** Texto fuente **
--
Hay al menos tres célebres escritores españoles del siglo XX a los que, para darle realce al dicho, se les atribuye —¡esperemos que equivocadamente a todos ellos!— aquello de «el nacionalismo se cura viajando». ¿Seguro? Habría que aclarar primero qué entendemos por ese término tan polisémico, elástico y, aún así, radioactivo, como es «nacionalismo»: consintamos en que abarca mucho más que a los fascismos de entreguerras y a los indigenistas/separatistas de aquí y de allá, aceptemos que los hay nocivos, lunáticos y superlativos, sin duda, pero también que en buena parte del mundo por esa palabra se entienda simplemente la defensa de la unidad, soberanía e identidad de una nación.
--
** Material proporcionado **
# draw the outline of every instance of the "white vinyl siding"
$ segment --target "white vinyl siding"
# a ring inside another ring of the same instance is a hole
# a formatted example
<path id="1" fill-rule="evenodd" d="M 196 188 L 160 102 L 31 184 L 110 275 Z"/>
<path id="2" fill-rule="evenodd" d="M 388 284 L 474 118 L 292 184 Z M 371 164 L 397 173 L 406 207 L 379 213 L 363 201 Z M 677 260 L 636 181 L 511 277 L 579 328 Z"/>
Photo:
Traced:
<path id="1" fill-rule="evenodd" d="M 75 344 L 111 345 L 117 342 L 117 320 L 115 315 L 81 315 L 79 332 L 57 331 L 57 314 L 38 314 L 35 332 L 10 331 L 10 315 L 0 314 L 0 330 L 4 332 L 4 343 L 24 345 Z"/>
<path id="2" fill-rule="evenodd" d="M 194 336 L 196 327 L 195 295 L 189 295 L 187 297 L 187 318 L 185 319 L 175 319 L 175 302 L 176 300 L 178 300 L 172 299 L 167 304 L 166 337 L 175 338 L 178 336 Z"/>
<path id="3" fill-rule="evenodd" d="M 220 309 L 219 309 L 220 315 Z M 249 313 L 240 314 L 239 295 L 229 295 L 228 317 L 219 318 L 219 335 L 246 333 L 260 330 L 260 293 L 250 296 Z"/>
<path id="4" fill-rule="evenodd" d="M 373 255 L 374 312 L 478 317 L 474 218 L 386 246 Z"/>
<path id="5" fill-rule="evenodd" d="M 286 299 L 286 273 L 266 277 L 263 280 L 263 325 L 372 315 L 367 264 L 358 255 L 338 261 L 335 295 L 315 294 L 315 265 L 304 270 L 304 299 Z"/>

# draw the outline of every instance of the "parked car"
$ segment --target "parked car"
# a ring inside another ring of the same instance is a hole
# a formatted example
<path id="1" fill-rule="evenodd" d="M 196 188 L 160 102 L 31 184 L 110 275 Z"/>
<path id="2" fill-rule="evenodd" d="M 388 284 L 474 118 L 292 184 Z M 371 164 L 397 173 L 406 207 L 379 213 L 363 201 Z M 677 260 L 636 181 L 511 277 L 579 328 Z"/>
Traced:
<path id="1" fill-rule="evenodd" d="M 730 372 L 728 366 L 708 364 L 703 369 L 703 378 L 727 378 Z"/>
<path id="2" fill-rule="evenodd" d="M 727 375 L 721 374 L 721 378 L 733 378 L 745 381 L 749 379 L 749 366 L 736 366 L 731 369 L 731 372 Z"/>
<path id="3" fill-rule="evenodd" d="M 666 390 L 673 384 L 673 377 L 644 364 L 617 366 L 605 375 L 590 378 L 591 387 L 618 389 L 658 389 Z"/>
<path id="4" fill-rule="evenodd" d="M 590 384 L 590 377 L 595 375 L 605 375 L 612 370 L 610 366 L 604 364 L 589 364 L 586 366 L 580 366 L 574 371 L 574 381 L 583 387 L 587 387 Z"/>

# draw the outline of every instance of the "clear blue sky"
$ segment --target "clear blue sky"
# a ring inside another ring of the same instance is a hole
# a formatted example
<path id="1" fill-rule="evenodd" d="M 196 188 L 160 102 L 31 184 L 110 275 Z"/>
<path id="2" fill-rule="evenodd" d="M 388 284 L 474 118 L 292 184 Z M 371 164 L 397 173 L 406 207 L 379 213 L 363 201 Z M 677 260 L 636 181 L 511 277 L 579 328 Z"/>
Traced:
--
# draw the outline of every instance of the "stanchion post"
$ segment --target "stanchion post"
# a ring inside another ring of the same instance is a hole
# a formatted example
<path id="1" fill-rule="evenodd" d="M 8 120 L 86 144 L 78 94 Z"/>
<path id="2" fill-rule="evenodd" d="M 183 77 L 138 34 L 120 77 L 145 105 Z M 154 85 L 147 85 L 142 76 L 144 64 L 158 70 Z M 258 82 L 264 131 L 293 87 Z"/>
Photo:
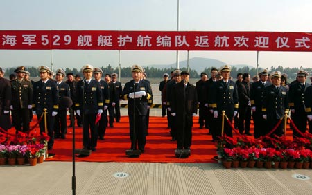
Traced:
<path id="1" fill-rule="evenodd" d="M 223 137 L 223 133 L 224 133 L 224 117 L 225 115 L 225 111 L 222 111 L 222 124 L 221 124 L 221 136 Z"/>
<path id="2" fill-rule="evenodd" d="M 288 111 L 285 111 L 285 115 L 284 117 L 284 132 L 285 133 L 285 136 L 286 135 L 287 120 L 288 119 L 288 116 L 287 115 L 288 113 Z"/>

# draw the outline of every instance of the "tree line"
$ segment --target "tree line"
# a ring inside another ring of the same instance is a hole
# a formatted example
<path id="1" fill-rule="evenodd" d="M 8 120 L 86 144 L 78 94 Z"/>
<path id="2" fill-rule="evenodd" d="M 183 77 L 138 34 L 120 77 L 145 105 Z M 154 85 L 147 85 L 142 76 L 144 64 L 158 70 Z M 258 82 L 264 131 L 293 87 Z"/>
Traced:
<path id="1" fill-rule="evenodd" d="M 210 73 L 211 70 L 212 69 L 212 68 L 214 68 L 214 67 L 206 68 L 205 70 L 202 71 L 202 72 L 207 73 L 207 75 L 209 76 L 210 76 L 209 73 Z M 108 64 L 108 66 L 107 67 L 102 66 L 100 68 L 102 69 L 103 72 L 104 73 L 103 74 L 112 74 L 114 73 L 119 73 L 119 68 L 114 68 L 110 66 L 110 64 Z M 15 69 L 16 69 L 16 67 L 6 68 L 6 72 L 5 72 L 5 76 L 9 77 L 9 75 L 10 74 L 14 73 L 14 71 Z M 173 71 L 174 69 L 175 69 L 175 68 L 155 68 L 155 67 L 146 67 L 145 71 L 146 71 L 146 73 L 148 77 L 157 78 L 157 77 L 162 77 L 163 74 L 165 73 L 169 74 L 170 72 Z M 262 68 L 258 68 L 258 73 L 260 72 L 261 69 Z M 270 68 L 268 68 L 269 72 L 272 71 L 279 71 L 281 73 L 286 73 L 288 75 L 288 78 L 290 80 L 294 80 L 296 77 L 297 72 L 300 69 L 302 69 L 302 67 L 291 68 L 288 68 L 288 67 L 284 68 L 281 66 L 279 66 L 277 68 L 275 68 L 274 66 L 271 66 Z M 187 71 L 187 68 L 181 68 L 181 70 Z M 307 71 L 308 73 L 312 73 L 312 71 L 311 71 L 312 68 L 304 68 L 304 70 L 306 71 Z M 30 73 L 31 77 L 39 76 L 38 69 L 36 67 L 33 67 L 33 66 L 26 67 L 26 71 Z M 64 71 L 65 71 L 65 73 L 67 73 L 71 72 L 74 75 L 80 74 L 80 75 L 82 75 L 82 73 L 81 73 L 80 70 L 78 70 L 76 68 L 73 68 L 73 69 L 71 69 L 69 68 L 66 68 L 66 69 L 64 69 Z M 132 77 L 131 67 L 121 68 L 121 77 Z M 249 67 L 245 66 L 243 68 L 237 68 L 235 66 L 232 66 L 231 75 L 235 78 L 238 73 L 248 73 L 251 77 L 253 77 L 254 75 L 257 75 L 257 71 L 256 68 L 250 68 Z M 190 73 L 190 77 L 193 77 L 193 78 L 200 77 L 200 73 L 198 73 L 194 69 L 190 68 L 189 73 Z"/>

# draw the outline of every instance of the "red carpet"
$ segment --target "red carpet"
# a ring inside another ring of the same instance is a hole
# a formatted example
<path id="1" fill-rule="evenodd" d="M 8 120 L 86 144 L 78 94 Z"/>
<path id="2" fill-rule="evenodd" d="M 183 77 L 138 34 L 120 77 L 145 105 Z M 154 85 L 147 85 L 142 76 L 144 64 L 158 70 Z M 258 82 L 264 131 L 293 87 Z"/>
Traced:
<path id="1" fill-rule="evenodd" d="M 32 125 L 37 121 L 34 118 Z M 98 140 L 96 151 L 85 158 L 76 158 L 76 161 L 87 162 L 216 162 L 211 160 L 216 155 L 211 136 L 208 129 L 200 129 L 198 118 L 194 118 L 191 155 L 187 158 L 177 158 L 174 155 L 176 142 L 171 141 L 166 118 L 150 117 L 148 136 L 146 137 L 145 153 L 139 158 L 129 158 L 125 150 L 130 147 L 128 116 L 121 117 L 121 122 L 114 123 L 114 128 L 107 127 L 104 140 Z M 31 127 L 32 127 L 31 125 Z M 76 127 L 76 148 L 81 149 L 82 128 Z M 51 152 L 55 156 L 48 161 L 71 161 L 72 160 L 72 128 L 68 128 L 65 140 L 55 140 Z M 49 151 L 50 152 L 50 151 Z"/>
--
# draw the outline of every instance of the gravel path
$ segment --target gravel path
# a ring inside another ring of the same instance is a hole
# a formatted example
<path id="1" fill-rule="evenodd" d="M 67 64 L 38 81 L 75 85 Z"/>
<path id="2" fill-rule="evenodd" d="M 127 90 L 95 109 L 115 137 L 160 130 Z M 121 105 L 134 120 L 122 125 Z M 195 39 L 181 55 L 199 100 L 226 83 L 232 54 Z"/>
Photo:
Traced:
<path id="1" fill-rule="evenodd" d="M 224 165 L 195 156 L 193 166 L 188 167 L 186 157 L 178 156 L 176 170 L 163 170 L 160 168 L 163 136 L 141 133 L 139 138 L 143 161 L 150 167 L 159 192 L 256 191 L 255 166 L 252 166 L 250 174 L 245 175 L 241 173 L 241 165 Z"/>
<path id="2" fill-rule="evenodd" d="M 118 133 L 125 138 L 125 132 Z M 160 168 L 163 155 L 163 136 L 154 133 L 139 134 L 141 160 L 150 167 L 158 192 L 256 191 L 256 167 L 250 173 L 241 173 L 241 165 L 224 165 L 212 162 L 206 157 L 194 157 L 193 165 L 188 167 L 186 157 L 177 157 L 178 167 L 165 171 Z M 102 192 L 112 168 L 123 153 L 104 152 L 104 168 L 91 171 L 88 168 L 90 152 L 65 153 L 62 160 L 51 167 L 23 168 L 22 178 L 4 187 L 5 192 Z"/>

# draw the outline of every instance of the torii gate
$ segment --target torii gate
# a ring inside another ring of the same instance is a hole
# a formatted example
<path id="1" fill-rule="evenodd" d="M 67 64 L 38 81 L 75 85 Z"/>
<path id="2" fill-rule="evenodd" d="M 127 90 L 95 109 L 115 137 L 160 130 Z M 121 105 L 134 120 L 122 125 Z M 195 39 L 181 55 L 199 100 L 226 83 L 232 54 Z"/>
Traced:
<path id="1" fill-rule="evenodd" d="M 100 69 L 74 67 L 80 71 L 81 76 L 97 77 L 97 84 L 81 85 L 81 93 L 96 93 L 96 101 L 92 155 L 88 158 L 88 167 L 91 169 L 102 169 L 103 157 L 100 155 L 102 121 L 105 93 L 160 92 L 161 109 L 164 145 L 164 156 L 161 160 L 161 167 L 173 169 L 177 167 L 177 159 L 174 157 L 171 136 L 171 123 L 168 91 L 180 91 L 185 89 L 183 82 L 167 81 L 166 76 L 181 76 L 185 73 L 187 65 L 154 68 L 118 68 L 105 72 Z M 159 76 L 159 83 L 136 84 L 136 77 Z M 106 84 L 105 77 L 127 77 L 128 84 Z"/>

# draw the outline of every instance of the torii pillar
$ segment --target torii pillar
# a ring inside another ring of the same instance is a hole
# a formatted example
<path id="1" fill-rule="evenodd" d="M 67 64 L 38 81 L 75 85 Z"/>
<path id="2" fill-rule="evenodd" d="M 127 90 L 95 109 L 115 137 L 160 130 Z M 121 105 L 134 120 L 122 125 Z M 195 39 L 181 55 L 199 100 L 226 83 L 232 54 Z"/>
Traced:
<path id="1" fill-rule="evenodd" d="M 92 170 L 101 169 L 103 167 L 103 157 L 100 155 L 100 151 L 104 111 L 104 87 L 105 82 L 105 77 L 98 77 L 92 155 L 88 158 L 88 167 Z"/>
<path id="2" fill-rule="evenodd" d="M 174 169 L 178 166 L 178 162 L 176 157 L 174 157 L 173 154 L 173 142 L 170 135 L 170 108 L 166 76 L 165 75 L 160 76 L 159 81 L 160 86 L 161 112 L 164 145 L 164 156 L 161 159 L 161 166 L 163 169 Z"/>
--
** Enunciado **
Devuelve sin cambios el fragmento del texto sobre el nacionalismo que va de "Hay al menos" a "de una nación.". Los datos provienen de otra fuente.

** Solución **
Hay al menos tres célebres escritores españoles del siglo XX a los que, para darle realce al dicho, se les atribuye —¡esperemos que equivocadamente a todos ellos!— aquello de «el nacionalismo se cura viajando». ¿Seguro? Habría que aclarar primero qué entendemos por ese término tan polisémico, elástico y, aún así, radioactivo, como es «nacionalismo»: consintamos en que abarca mucho más que a los fascismos de entreguerras y a los indigenistas/separatistas de aquí y de allá, aceptemos que los hay nocivos, lunáticos y superlativos, sin duda, pero también que en buena parte del mundo por esa palabra se entienda simplemente la defensa de la unidad, soberanía e identidad de una nación.